Task objective: Reproduce all of the records below verbatim, leaving the pictures out of your answer.

(Extracted data entries)
================
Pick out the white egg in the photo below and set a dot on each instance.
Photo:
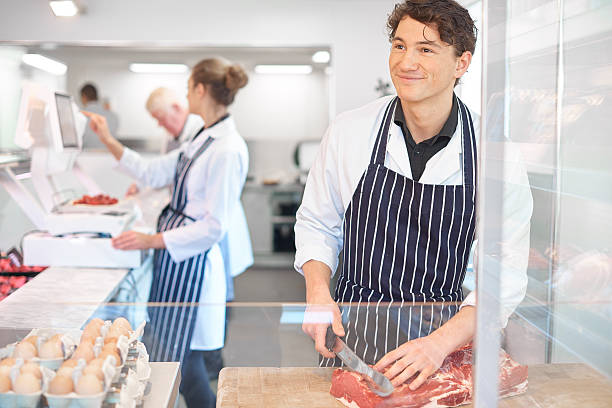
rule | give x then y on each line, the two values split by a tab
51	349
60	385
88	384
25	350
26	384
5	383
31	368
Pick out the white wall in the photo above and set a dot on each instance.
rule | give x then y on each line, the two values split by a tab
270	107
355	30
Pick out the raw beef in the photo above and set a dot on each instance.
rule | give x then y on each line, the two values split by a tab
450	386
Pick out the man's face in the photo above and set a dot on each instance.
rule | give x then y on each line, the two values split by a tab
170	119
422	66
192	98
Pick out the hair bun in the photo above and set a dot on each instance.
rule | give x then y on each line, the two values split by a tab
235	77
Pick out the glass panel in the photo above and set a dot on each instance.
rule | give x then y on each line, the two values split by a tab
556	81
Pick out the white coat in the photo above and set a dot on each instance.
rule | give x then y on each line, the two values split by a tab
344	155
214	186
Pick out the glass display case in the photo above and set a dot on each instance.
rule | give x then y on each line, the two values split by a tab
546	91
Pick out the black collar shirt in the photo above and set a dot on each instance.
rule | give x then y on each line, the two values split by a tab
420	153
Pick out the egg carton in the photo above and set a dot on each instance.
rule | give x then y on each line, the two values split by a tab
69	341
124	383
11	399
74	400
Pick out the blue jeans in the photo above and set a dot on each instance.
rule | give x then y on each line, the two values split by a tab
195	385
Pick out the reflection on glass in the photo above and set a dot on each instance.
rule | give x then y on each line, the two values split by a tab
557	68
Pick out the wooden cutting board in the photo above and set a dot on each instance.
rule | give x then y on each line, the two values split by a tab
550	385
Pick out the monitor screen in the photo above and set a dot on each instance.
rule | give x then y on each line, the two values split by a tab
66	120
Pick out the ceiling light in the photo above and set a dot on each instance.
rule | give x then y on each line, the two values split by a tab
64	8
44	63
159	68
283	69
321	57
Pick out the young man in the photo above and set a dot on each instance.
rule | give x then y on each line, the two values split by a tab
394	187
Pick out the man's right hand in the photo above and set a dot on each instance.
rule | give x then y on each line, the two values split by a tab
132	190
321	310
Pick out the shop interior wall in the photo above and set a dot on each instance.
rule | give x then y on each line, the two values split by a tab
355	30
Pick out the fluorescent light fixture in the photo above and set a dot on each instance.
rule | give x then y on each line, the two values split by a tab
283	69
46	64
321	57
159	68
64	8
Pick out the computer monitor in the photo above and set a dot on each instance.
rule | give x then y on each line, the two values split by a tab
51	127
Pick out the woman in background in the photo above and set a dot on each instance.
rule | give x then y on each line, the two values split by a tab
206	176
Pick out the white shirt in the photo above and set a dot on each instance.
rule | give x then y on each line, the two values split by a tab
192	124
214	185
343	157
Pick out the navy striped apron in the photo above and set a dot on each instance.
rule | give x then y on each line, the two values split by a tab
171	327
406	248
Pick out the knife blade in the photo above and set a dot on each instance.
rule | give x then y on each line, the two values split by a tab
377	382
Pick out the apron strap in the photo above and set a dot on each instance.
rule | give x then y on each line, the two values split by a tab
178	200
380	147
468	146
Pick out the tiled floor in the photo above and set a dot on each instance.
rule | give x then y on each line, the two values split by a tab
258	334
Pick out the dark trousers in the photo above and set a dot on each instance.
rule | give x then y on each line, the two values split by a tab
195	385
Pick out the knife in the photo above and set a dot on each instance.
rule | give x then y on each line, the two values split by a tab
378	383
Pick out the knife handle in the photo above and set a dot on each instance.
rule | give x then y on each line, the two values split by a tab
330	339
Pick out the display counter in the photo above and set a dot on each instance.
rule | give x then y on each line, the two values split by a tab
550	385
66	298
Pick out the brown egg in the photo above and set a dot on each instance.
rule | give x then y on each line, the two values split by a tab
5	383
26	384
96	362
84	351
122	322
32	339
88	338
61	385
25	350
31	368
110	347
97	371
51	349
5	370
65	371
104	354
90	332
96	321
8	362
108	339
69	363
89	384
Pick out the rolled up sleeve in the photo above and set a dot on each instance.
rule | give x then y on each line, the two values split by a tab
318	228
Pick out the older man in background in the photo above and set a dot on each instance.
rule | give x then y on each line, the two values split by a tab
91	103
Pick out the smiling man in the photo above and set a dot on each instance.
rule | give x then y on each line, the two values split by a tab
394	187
================
Answer for the task:
Pick out the white egg in the photo below and set a dot on each instance.
Photo:
rule | give x then y on each line, the two values split by a tab
51	349
60	385
88	384
25	350
26	384
5	383
31	368
Pick out the white wall in the photo above and set a dot on each instance.
rule | give x then y on each line, the two values split by a tab
270	107
355	30
Pick out the raw beef in the photo above and set a dot on each instance.
rule | give x then y on each line, the two values split by a tab
450	386
Pick out the man's face in the photo above and set a dot on each instance.
rule | give x then y on each line, the two values split by a tab
170	119
422	66
192	98
Pick out the hair bun in the photo above and set a dot on each instance.
rule | give x then y on each line, the two values split by a tab
235	77
Pick out the glass panel in the photo above and set a dot on each instance.
rule | give x then y on each line, the two values split by a tab
556	81
Pick out the white coat in the photo above and set a dot on each instance.
rule | give x then y on each line, the two values split by a tab
344	155
214	186
Pick out the glass display case in the photo above and set a dot on each instance.
rule | give x then y on each line, the two values split by a tab
546	91
Pick out the black collar shirt in the photo above and set a dot on each instance.
rule | give x then y on each line, the two values split by a tab
420	153
Pick out the egg carton in the photo above and set a dot on each instance.
rule | give x then y on each line, the two values split by a tab
69	341
124	383
11	399
74	400
Pick out the blue jeans in the photo above and set a dot on each instance.
rule | give x then y on each line, the two values split by a tab
195	385
Pick out the reflection on glass in the photo above and set a dot on each instance.
rule | give x then y on each line, the two values split by a tab
557	68
Pick out the wooden cutting board in the photo above and set a dot on each instance.
rule | give x then y on each line, the two values split by a tab
550	385
Pick out the monitor screen in the photo above and set a dot on each instance.
rule | give x then y on each line, the two values split by a tab
66	120
Pick out the ceiling light in the photo above and set a dot on each instance.
rule | give x then y on each line, the two values split by a tab
64	8
44	63
159	68
283	69
321	57
Pick out the young man in the photo above and set a dot on each instance.
rule | give x then y on each line, the two values split by a tab
394	187
Pick out the man's right hand in the photo above and set a dot on each instance.
rule | give x then y on each line, the two values split by a tab
132	190
321	310
Pick out the shop interior wall in the photo above and set a dot on each instance.
rule | give x then y on each line, the two values split by a tab
355	30
Pick out the fluorescent light fixture in the photo above and set a dot on each instance.
rule | give x then y on each line, the two values split by a tab
283	69
46	64
321	57
159	68
64	8
Pick out the computer monitor in the photo above and set a dot on each instance.
rule | give x then y on each line, the two values split by a tab
51	127
Pick out the woman in background in the photo above and set a dot on each instance.
rule | give x then y on each line, the two values split by a tab
206	176
Pick out the white shirt in the photo above and set a dot on each instance.
rule | give x then y on each line, the two values split by a tab
192	124
214	185
343	157
Pick out the navy striped apron in the photo above and set a dot on each instance.
rule | give x then y on each line, the two values split by a tab
171	327
406	248
Pick out the knife blade in the photo above and set a dot on each instance.
rule | give x then y on each line, the two values split by a tab
377	382
Pick out the apron strap in the photo above and set a dot on each instance.
rule | give x then y on each line, the two values split by a tab
178	200
380	147
468	146
Pick out the tiled floor in the photo above and set a dot on each instance.
rule | give x then y on each line, the two values split by a tab
258	334
Pick out the dark trousers in the photo above and set a dot on each instance.
rule | give x then y on each line, the two values split by a tab
195	385
Pick out the knife in the photo above and set a dot on each instance.
rule | give x then y on each line, the two values split by a tab
378	383
Pick out the knife handle in the photo above and set a dot on each instance.
rule | give x then y on each line, the two values split by a tab
330	339
Pick out the display counter in the photo above and set a dot on each instance.
rule | give x then y on each line, the two values split by a tab
550	385
66	298
Pick out the brown egg in the photo above and set a dot on each instance.
rule | give x then y on each line, the two values split by a tab
5	383
26	384
96	362
84	351
122	322
32	339
88	338
61	385
25	350
31	368
110	347
97	371
51	349
5	370
65	371
104	354
90	332
96	321
8	362
108	339
69	363
89	384
Pick out the rolled up sleeve in the photo above and set a dot on each instance.
rule | give x then y on each line, the two values split by a tab
318	228
Pick out the older man in background in the photo above and set a dot on each instance.
rule | give x then y on each line, the two values split by a tab
91	103
Pick out the smiling man in the photo above and set a dot on each instance.
rule | give x then y on each line, the two values split by a tab
394	187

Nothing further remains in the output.